§ Task instructions
The records that follow are to be repeated exactly, with no pictures carried over.

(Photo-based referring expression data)
···
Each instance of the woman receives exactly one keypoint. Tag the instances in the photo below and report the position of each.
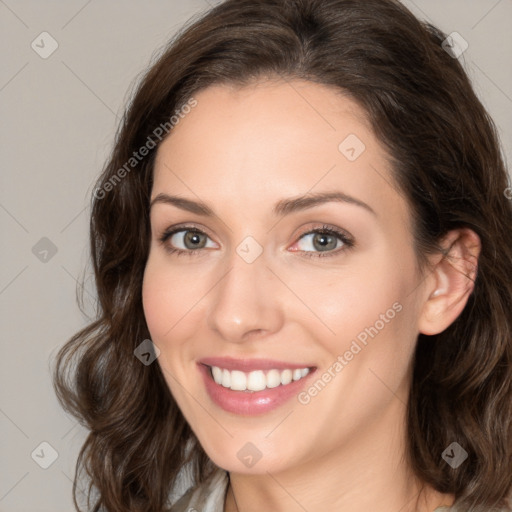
(302, 255)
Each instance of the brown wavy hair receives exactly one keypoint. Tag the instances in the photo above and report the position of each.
(447, 162)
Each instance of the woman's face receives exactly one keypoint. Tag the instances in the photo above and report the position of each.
(264, 293)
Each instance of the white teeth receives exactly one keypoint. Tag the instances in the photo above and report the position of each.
(256, 380)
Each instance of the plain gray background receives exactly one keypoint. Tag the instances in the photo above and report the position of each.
(59, 116)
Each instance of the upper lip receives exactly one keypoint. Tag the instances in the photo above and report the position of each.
(248, 365)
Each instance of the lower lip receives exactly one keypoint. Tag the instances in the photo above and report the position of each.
(251, 403)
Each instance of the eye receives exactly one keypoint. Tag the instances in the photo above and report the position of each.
(189, 240)
(324, 240)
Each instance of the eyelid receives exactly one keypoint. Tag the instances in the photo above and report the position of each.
(346, 238)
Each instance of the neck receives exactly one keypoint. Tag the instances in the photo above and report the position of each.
(368, 473)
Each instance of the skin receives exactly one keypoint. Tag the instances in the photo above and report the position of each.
(241, 150)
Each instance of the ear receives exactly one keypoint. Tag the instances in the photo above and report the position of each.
(451, 282)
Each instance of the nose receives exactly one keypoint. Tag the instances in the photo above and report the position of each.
(246, 301)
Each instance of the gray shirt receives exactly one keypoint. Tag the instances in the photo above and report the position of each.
(211, 494)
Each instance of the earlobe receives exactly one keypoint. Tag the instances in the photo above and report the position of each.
(452, 281)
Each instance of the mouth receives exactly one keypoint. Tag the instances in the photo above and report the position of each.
(253, 392)
(257, 380)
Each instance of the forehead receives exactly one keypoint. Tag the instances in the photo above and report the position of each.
(249, 146)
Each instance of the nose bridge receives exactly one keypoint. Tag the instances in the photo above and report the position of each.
(245, 299)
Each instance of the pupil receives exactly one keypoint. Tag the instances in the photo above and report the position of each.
(192, 237)
(323, 240)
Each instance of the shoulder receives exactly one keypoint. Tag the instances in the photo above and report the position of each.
(455, 508)
(206, 497)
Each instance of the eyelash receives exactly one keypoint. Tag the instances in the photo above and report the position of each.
(344, 237)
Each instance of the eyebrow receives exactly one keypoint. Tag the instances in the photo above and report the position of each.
(281, 208)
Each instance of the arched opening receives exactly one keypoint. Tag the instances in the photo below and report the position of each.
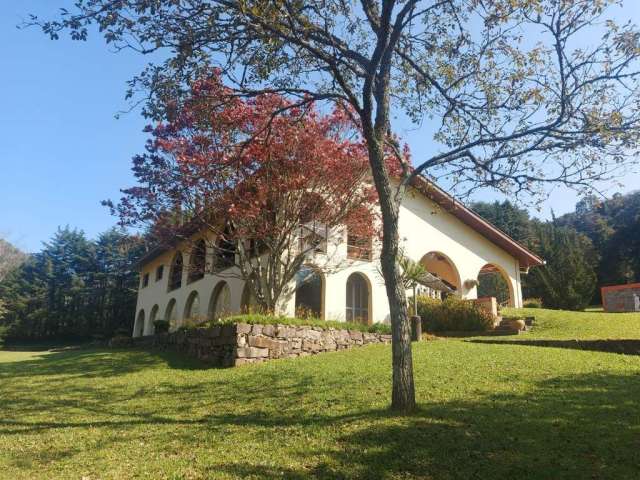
(192, 307)
(358, 299)
(309, 293)
(220, 303)
(248, 301)
(494, 282)
(171, 314)
(197, 261)
(441, 266)
(151, 328)
(175, 274)
(138, 328)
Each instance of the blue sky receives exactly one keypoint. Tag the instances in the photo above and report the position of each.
(62, 150)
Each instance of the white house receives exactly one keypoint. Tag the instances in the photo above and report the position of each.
(452, 241)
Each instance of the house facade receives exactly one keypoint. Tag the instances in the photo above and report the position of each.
(343, 282)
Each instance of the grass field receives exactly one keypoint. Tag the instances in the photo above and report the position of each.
(487, 411)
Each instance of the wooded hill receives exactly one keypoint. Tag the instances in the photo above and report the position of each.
(597, 244)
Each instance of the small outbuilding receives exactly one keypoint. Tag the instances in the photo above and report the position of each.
(621, 298)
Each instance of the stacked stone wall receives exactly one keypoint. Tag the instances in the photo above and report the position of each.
(242, 343)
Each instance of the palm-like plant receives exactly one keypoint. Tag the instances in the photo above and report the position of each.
(412, 274)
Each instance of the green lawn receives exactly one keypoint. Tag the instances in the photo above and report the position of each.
(487, 411)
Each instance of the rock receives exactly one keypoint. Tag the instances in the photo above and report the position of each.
(355, 335)
(252, 352)
(256, 329)
(243, 328)
(263, 342)
(268, 330)
(228, 331)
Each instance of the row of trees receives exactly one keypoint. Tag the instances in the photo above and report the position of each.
(73, 288)
(598, 244)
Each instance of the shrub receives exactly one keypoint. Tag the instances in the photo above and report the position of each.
(4, 332)
(161, 326)
(453, 315)
(532, 303)
(312, 322)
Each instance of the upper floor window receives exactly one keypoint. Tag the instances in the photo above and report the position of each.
(313, 238)
(175, 274)
(197, 261)
(225, 251)
(159, 272)
(358, 247)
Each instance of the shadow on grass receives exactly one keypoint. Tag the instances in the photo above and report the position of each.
(622, 346)
(574, 427)
(570, 427)
(90, 363)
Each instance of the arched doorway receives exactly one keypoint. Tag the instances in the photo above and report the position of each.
(220, 302)
(358, 305)
(138, 328)
(441, 266)
(171, 314)
(494, 282)
(152, 318)
(192, 307)
(309, 293)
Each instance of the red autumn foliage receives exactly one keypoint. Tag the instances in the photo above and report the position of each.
(254, 168)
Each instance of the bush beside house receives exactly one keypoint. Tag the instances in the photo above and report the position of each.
(452, 315)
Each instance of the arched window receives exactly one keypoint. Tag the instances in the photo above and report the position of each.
(152, 318)
(171, 314)
(357, 299)
(309, 293)
(220, 303)
(175, 275)
(197, 261)
(441, 266)
(138, 328)
(192, 309)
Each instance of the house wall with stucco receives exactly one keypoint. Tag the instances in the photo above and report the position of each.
(425, 228)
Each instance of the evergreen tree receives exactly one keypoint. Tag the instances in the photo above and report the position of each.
(73, 288)
(568, 280)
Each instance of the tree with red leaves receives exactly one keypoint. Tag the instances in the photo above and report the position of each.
(264, 191)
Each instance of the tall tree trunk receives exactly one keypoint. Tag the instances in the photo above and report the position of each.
(403, 391)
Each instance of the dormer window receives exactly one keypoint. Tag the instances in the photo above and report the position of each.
(159, 273)
(175, 275)
(197, 261)
(312, 237)
(359, 247)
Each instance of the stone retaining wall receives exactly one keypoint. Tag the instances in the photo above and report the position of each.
(241, 343)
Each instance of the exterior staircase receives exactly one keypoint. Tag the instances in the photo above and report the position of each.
(512, 325)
···
§ Exercise solution
Each instance of the woman receives exactly one keypoint. Tag the instances in the photo below and report the position of each.
(302, 255)
Each instance of the brown wavy hair receives exactly one keypoint. Tag the instances in the photo above and report the position of each.
(447, 162)
Each instance of the woman's face receives exactly one keypoint. Tag the instances in the photo above and report the position of each.
(264, 293)
Each instance of the white teeth receives exactly one keypoint. Tag the instances in the photo above and report the position of each.
(256, 380)
Each instance of the plain gray background receives exactly one keypoint. Tag the instances in the photo above and report the position of each.
(59, 116)
Each instance of the upper lip receives exactly one keypoint. Tag the instances in the photo above and report the position of each.
(248, 365)
Each instance of the lower lip receives exactly one keypoint. Tag the instances in the photo above and report the position of each.
(251, 403)
Each instance of the eye receives exactly one keypoint. Tag the instances in the photo above and report the position of each.
(189, 240)
(324, 240)
Each instance of the eyelid receives exactly one keypoint. Tag the instances in the photo above and report the position of each.
(346, 238)
Each instance of the neck receives exactly one keypoint. Tag the instances in the photo above and report the position of each.
(368, 473)
Each instance of the skin receives exactly one keypoint. Tag the instances in the photo above and report the position of each.
(241, 150)
Each instance of the ear receives exactly one keypoint. Tag the instances in the photo above and report the position of each.
(451, 282)
Each instance of the nose receives exactly one keypoint. Tag the instances in the photo above and report the position of each.
(246, 301)
Each instance of the gray shirt receives exactly one keypoint. Tag the instances in the photo above and report the position of each.
(211, 494)
Each instance of the earlobe receives exactly one keypoint. Tag the instances in the photo above and report the position of each.
(452, 281)
Each instance of the mouth receives exactly one keypoint. Tag the instances in the photo above and report the position of each.
(253, 392)
(257, 380)
Each instance of the forehead receives exactly one keypoint. Tag the instances in the photo above and report the position of each.
(249, 146)
Each instance of the nose bridge receives exactly one keypoint. Tag the instances in the photo above and report the position of each.
(245, 299)
Each instance of the pupil receives exactly one keypoint. Tag the instances in the photo above and report the position of each.
(192, 237)
(323, 240)
Each instance of the shoulder receives exactly one keypoint. Tag the instances in the photo above and report the position of each.
(455, 508)
(206, 497)
Each instance of the eyelash receives exactly one keypoint. Tag the instances in the photo above and report the position of each.
(344, 237)
Each instance of the eyebrow receives exactly one keypoint. Tag the instances in the photo above and report the position of each.
(281, 208)
Each instance of the arched opening receives exactly one keypoint. Tag the instances in the photo below and report the position of each.
(192, 307)
(358, 299)
(309, 293)
(220, 303)
(248, 301)
(494, 282)
(171, 314)
(197, 261)
(441, 266)
(151, 328)
(175, 274)
(138, 328)
Each instance of the blue sky receives exactly one keypoint. Tag the instances in the photo above and report the position of each.
(62, 150)
Each instance of the white house receives exactly one keypoint. Tag the instances in the photo above and report the position of each.
(452, 241)
Each instance of the house facade receives exactly one keypoint. Tag the instances in the photo above and report the position of each.
(343, 282)
Each instance of the grass field receives exactly one keypoint. Tag the instances in the photo above and report the position of each.
(487, 411)
Each instance of the wooded hill receives exactly one keypoint. Tag the instances in the photo above and report the position of each.
(597, 244)
Each instance of the small outbuilding receives exactly one keypoint. Tag the instances in the photo above and report the position of each.
(621, 298)
Each instance of the stacked stone wall receives exactly one keypoint. Tag the instances in the photo above and report the position of each.
(242, 343)
Each instance of the palm-like plant receives exactly one keypoint. Tag the instances in the photo above and report the position of each.
(412, 274)
Each instance of the green lawn receives exactly one keypoint. Tag the instances in the photo above and report the position of each.
(487, 411)
Each instance of the rock receives exactly one keypoint. Tag the instances in the photo above and report the position of each.
(355, 335)
(252, 352)
(256, 329)
(243, 328)
(263, 342)
(268, 330)
(228, 331)
Each instance of the row of trees receives exactly one keypoint. Tag the instances in the photo above and report the position of each.
(73, 288)
(598, 244)
Each instance of the shrub receives exactly one keypoint. Tag the instances in the photo above and report the position of each.
(4, 332)
(161, 326)
(453, 315)
(532, 303)
(312, 322)
Each instance of the upper floor window receives exactly one keypoint. Tag the instances in the photo above and report the position of each.
(313, 238)
(175, 274)
(197, 261)
(225, 251)
(159, 272)
(358, 247)
Each instance of the shadow on grass receives exactly one keypoint. Tag the instances in the photo above and report the position of each.
(622, 346)
(574, 427)
(570, 427)
(90, 363)
Each instance of the arched doorway receives exactly one keypoint. Tag the instances in the photo above and report the position of each.
(220, 302)
(358, 305)
(138, 328)
(441, 266)
(171, 314)
(494, 282)
(152, 318)
(192, 307)
(309, 293)
Each instance of the red autumn foliage receives exactly one keypoint. Tag the instances in the photo above and report the position of each.
(254, 168)
Each instance of the bush beside house receives exactly one keypoint. Tag the instances in the photo above and report the position of each.
(452, 315)
Each instance of the arched window receives exactly one keypoint. Tag the instances in the photo above and report the position of each.
(152, 318)
(171, 314)
(357, 299)
(309, 293)
(220, 303)
(175, 275)
(197, 261)
(441, 266)
(138, 328)
(192, 309)
Each instance of the house wall with stucco receives exactly one keypoint. Tag the instances in the photo above and report the position of each.
(425, 228)
Each instance of the evergreen tree receives exactly one keypoint. Tag the instances in the photo above and report the position of each.
(73, 288)
(568, 280)
Each instance of the tree with red leaves receives exactly one keypoint. Tag the instances in the photo above and report the position of each.
(264, 191)
Each instance of the tall tree trunk receives exactly one keypoint. Tag the instances in the photo above and report the position of each.
(403, 391)
Each instance of the dormer window receives exactly one keypoint. Tag the instances in the photo above and report the position of each.
(159, 273)
(175, 275)
(197, 261)
(312, 237)
(359, 247)
Each instance of the stone retaining wall receives exactly one keypoint. Tag the instances in the photo above and report the position of each.
(241, 343)
Each instance of the exterior staircase receives exactly one keypoint. Tag the instances in the photo above and report the position of each.
(512, 325)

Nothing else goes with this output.